Items from a dataset:
********************

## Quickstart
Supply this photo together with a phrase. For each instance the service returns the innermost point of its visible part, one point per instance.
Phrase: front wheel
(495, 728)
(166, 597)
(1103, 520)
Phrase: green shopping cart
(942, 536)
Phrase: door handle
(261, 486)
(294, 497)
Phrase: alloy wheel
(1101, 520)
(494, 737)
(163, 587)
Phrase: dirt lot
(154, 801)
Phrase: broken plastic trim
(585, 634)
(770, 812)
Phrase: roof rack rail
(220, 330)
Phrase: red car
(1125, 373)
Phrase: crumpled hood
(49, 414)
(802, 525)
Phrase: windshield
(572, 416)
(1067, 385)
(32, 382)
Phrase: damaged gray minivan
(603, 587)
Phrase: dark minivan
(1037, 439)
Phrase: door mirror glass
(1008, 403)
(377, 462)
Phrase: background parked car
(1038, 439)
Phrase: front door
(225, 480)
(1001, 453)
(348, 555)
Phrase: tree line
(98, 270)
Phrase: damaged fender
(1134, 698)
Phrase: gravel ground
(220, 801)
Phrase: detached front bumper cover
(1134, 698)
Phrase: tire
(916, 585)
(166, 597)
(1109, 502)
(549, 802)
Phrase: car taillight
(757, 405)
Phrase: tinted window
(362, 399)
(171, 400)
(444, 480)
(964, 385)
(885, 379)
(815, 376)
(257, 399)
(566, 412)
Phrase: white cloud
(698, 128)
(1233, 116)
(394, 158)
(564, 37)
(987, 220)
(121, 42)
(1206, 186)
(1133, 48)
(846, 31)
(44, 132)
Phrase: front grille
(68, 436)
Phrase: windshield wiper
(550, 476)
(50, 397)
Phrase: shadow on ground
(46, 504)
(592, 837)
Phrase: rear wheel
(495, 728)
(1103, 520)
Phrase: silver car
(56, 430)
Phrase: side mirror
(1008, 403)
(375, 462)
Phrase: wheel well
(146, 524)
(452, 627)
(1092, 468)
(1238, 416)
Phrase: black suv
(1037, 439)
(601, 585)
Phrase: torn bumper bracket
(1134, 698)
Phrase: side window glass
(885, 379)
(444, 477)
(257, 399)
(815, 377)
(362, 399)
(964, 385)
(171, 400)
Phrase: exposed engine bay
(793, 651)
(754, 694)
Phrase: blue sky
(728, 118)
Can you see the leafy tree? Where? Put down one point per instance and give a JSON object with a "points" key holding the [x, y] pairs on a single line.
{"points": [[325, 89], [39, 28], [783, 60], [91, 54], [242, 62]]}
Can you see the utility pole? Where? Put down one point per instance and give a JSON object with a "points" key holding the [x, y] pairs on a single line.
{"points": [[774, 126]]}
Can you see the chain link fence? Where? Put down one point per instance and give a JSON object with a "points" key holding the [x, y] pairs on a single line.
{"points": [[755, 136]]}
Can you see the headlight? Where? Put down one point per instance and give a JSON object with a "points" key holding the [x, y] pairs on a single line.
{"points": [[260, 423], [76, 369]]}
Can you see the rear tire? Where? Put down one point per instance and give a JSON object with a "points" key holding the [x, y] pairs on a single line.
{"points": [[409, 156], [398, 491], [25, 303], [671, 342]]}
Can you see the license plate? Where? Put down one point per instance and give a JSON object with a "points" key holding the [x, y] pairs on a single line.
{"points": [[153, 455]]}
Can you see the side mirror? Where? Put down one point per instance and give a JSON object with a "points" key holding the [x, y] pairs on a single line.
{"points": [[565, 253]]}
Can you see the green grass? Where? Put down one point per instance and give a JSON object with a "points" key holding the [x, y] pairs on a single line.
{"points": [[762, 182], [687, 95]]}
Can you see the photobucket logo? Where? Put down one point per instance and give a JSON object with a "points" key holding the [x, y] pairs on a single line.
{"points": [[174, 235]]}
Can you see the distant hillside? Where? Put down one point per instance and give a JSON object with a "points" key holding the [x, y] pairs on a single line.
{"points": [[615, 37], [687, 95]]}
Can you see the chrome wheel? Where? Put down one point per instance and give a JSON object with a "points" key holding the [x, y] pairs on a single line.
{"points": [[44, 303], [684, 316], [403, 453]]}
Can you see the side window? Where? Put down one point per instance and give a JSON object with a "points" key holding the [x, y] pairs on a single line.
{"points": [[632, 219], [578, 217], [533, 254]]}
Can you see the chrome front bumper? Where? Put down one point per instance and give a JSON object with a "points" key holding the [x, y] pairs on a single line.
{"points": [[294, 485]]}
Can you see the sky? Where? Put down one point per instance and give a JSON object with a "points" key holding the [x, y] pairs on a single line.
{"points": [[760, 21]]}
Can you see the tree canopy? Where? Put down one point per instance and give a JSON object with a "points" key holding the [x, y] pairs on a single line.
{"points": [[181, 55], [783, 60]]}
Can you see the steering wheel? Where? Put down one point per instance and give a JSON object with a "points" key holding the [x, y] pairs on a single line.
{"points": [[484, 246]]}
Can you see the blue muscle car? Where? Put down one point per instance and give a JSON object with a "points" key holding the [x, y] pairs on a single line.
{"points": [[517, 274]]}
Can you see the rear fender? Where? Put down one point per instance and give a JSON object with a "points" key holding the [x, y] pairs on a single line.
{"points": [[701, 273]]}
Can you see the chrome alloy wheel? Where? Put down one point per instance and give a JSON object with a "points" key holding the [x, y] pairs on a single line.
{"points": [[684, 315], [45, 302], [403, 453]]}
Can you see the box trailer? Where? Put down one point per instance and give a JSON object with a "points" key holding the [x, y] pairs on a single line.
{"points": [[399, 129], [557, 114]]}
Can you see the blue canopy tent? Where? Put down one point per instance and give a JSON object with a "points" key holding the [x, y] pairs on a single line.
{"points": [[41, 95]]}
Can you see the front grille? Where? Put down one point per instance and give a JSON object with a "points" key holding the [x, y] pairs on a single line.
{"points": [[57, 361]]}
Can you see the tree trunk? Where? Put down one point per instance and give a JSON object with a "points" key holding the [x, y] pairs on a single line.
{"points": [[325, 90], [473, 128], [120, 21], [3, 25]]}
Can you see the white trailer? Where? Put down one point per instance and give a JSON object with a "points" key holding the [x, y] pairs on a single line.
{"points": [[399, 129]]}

********************

The records above need to be output again, verbatim.

## Quickstart
Supply this photo together with a phrase. For each instance the service returns the innermost point of its visible part, one point per instance.
Phrase: front wheel
(495, 728)
(166, 597)
(1103, 520)
Phrase: green shopping cart
(942, 536)
Phrase: door handle
(261, 486)
(294, 497)
Phrase: alloy wheel
(1101, 520)
(494, 737)
(163, 587)
Phrase: dirt lot
(154, 801)
Phrase: broken plastic trim
(585, 634)
(770, 812)
Phrase: roof rack rail
(220, 330)
Phrase: red car
(1125, 373)
Phrase: crumpled hood
(49, 414)
(802, 525)
Phrase: windshield
(572, 416)
(1067, 385)
(32, 382)
Phrase: damaged gray minivan
(603, 587)
Phrase: dark minivan
(1037, 439)
Phrase: door mirror glass
(1008, 403)
(377, 462)
Phrase: background parked car
(1038, 439)
Phrase: front door
(225, 480)
(1001, 453)
(348, 555)
Phrase: tree line
(98, 270)
Phrase: damaged fender
(1134, 698)
Phrase: gravel ground
(220, 801)
Phrase: detached front bumper cover
(1134, 698)
Phrase: tire
(916, 585)
(166, 597)
(1109, 502)
(549, 802)
Phrase: car taillight
(757, 405)
Phrase: tinted window
(362, 399)
(171, 400)
(444, 480)
(964, 385)
(885, 379)
(815, 376)
(257, 399)
(566, 412)
Phrase: white cloud
(698, 128)
(1233, 116)
(394, 158)
(564, 37)
(987, 220)
(121, 42)
(1206, 186)
(1133, 48)
(846, 31)
(44, 132)
Phrase: front grille
(68, 436)
Phrase: windshield wiper
(550, 476)
(50, 397)
Phrase: shadow on ground
(46, 504)
(592, 837)
Phrase: rear wheel
(495, 728)
(1103, 520)
Phrase: silver car
(56, 430)
Phrase: side mirror
(1008, 403)
(375, 462)
Phrase: wheel well
(146, 524)
(452, 627)
(1092, 468)
(1238, 416)
Phrase: black suv
(1037, 439)
(601, 585)
Phrase: torn bumper bracket
(1134, 698)
Phrase: side window glass
(885, 379)
(444, 477)
(257, 399)
(815, 377)
(362, 399)
(964, 385)
(171, 400)
Phrase: exposed engine bay
(793, 651)
(754, 694)
Phrase: blue sky
(728, 118)
Can you see the leafy tree? Where? Put down one point per instance and give a JSON object with a "points" key holding the [x, y] pairs on a single line.
{"points": [[325, 89], [39, 28], [783, 60], [91, 54], [242, 62]]}
Can you see the utility pole? Where? Put down one point per instance and give a JSON object with a "points" key holding the [x, y] pairs on a single line.
{"points": [[774, 126]]}
Can you see the chain link fence? Where? Put down one point per instance and give a JSON object with a "points" key holding the [x, y] pairs on a single line.
{"points": [[755, 136]]}
Can you see the headlight? Where? Put down one point per instance and give a JSON object with a "points" key holding the [x, y] pairs on a single line.
{"points": [[260, 423], [76, 369]]}
Can you see the rear tire? Where? Put down one point per instance and give a JSON object with a "points" key holding the [x, y] pairs on a single line.
{"points": [[409, 156], [398, 491], [25, 303], [671, 342]]}
Can you see the license plate? Where? Put down one point per instance and give a JSON object with a "points" key holding the [x, y] pairs on a single line.
{"points": [[153, 455]]}
Can you see the side mirror? Where? Put down one point per instance and give a JSON object with a "points" key holding the [x, y] pairs on a single line.
{"points": [[565, 253]]}
Can you see the green grass? Where? Put down one point per instance and give a JSON object with a "points" key holding the [x, y] pairs on a single line.
{"points": [[762, 182], [687, 95]]}
Can you see the photobucket logo? Where? Put down one point per instance and give a JSON object with a "points" key holding the [x, y] pairs on a single line.
{"points": [[174, 235]]}
Can you see the distant hillside? Where? Put down one point per instance and give a JSON object with a "points" key holding the [x, y] pairs on a single line.
{"points": [[615, 37], [687, 95]]}
Can you see the chrome wheel? Where? Put down one point per instance and give a JSON object with a "points" key holding the [x, y] pairs on a single line.
{"points": [[44, 303], [684, 316], [403, 453]]}
Can you see the side window? Where? Put down one point per instance and give a JSON object with a "points" key holding the [x, y] pairs on a single line.
{"points": [[632, 219], [578, 217], [533, 254]]}
Can you see the chrome front bumper? Where? Put down one point per instance and give a JSON object with a "points" key holding the [x, y] pairs on a single line.
{"points": [[294, 485]]}
Can you see the sky? Where? Put down one point per instance and give a JSON object with a "points" key holding the [x, y] pairs on a single line.
{"points": [[760, 21]]}
Can you see the tree canopy? Where? Put down one point per instance and give a JSON object with a "points" key holding the [x, y] pairs on a single line.
{"points": [[181, 55], [783, 60]]}
Can you see the steering wheel? Where? Put down one point per instance and give a JSON object with a "points" key holding the [x, y] pairs on a single line.
{"points": [[484, 246]]}
Can you see the blue muscle car? Where? Put down one point per instance and give a JSON object with a "points" key holding the [x, y] pairs on a single line.
{"points": [[517, 274]]}
Can you see the rear fender? Where? Put down one point per instance and give a JSON object with a "points" key holding the [x, y] pairs on a single line.
{"points": [[701, 273]]}
Can you see the chrome alloy wheel? Where? Put down one point per instance and give a JSON object with a "points" key holding the [x, y] pairs on a single line.
{"points": [[684, 315], [45, 302], [403, 453]]}
Can you see the box trailer? Where? Put down one point per instance and give a JSON object with a "points" key holding the [x, y] pairs on a single line.
{"points": [[399, 129], [557, 114]]}
Can you see the blue canopy tent? Where? Put down one point per instance and give a JSON object with a "points" key holding the [x, y] pairs on a single line.
{"points": [[41, 95]]}
Can you see the front grille? Where? Put down one point per instance and give a JSON object with a "points" key holding the [x, y] pairs on a single line.
{"points": [[57, 361]]}
Can you see the tree trunk? Where? Put down one point per instance and give a JSON object with a "points" key holding the [x, y] pairs on a single line.
{"points": [[325, 90], [473, 128], [120, 21], [3, 25]]}
Can you see the white trailer? Where? Put down one point per instance and give a JSON object with a "points" key holding the [x, y] pairs on a single line.
{"points": [[399, 129]]}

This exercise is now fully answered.